◆ **What you are asked to do**
Exactly reproduce all the records, keeping pictures out of the copy.

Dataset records

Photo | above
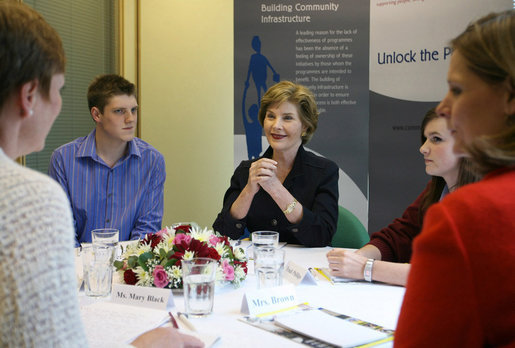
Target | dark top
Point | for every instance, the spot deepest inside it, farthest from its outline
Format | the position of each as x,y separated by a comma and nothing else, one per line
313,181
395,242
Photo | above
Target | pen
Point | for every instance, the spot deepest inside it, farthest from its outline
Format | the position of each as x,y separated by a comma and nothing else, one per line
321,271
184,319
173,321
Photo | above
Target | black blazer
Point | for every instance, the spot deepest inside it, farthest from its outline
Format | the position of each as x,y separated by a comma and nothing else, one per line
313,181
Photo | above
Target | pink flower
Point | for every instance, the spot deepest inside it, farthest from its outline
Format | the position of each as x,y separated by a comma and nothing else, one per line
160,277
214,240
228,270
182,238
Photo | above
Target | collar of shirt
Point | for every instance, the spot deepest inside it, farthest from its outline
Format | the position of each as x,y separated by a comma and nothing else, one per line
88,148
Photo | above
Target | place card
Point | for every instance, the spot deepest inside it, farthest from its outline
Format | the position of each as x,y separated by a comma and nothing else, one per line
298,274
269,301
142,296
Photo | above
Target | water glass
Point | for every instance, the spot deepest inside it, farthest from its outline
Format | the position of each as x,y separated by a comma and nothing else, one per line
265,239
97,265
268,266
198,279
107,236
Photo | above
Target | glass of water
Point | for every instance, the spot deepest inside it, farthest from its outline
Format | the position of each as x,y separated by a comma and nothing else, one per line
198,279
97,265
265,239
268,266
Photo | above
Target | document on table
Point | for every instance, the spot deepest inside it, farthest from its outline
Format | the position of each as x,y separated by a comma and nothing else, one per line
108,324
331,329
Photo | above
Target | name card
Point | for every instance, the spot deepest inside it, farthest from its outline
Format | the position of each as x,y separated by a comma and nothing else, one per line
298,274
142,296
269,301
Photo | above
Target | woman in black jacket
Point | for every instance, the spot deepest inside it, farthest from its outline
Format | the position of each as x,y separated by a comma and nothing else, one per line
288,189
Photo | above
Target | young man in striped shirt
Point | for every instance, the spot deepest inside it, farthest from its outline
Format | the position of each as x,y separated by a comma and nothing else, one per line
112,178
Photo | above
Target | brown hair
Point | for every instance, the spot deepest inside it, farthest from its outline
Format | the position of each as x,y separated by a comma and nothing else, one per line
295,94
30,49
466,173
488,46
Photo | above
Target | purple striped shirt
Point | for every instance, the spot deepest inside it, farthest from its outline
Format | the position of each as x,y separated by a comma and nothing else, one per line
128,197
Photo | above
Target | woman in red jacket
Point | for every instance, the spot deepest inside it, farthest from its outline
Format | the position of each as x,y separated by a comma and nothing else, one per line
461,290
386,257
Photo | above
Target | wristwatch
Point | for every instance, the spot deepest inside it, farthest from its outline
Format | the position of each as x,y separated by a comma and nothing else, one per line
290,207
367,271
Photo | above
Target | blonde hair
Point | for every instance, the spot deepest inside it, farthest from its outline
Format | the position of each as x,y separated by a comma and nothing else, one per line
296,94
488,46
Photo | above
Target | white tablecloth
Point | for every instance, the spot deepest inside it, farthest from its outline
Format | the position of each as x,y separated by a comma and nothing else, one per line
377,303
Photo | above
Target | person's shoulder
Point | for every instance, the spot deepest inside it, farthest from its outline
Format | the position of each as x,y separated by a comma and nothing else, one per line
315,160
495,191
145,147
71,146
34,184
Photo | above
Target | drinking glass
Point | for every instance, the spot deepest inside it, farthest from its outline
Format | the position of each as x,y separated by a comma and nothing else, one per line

◆ **Completed task**
Photo | above
Target | dark top
Point | for every instance, the spot deepest inside it, farthest from its outline
Format | the position of each as x,y separated by a comma and nothing else, one per line
313,181
395,242
Photo | above
Target | pen
Point | for every instance, the spot deepest inside it, farthest from its outline
Format | the position of each as x,y separated by a comma and nothing else, one per line
321,271
184,319
173,321
Photo | above
Target | black blazer
Point | for every instance, the spot deepest inside it, farthest from its outline
Format | the position of each as x,y separated by a comma and nothing else, one per line
313,181
Photo | above
Target | pink flower
Point | for every instance, the spot deepest inside it, farthest from its outline
Format | the position of each as x,y separated by a comma and nothing else, one per line
160,277
214,240
228,270
182,238
Photo | above
Target | collar of shirt
Point | for every instance, the spot deepest inside it, farthest from its outline
Format | the position of each as x,y separated by a comma and nothing else, one per line
88,148
Photo | above
Target | place card
Point | for every instance, the spot deepest inside it, farthest from its outline
Format | the position of each as x,y separated by a comma and nothing else, one per line
298,274
269,301
142,296
Photo | above
Target | water glass
Point | for every instance, the spot deepest inside it, farthest from its outline
Format | the position of each as x,y separated by a comma and nothing else, one per line
265,239
97,265
268,266
198,279
107,236
Photo | above
Target | glass of water
Point | for every instance, the spot deepest inside it, farthest from its outline
Format | the position of each as x,y separated by a comma and nothing else, one per line
198,279
97,265
265,239
268,266
Photo | above
Target | document on table
Point | for every instance, the spot deepest inside it, farthest from its outline
Format | the position of each as x,y separated by a comma and nothing else, one per line
108,324
331,329
Photo | above
Target | name card
Point | for every instance, the spot deepest inside it, farthest from its outline
Format | the position of each as x,y separated by a comma and nothing else, one per line
298,274
142,296
269,301
Photo | above
Target | woman in black jacket
Point | for every instance, the spot deepest inside it, farthest from its outline
Format | the position of each as x,y separated by a comma and nothing else, one per line
288,189
Photo | above
Target | young man in striped shirt
Point | for every instance, the spot deepest inside it, farthest from its outline
Format | the position of each as x,y separated by a comma and nothing else, one per line
112,178
Photo | above
Target | brown hair
Point | for every instance, the spot deepest inside it, farthest from its outline
Format | the position of each as x,y separated by a comma and nothing else, one per line
295,94
30,49
466,173
488,46
Photo | above
Target | purple striped shirt
Point | for every instance, the spot deepest inside it, farthest from its outline
Format | the position of each as x,y separated by a comma and nothing else, one per line
128,197
Photo | above
Target | woman in red jacket
Point | for every instance, the spot deepest inside it, farthest from its outline
Format | the position of each as x,y separated by a comma and nothing else, one per line
461,290
386,257
Photo | above
Target | wristwatch
Point | for every instance, the spot deepest inside it, farthest from its outline
Format | the position of each as x,y separated by a comma and nothing else, one per line
290,207
367,271
Photo | above
Target | blonde hair
Point | for every instance, the spot deepest inside it, farthest from its outline
Format | the position of each as x,y separated by a comma and nothing else, one per line
296,94
488,46
Photo | above
Target | white tablecloth
Point | for every instance, the spot deepest inside it, farthest from its outline
Format | the position of each as x,y separated by a comma and nothing else, one per line
377,303
Photo | above
Target | person's shoulder
Point | for every instance, the spot deepest inside it, farthest from its outline
Format | the position of each as x,y separated by a comma and nothing else, one per line
315,160
495,191
145,147
71,146
34,184
Photo | above
Target | drinking glass
Point | for every instance, the spot deepest inside it, farthest from its outline
Format | the position of each as x,y separated by a comma and nothing else, one per line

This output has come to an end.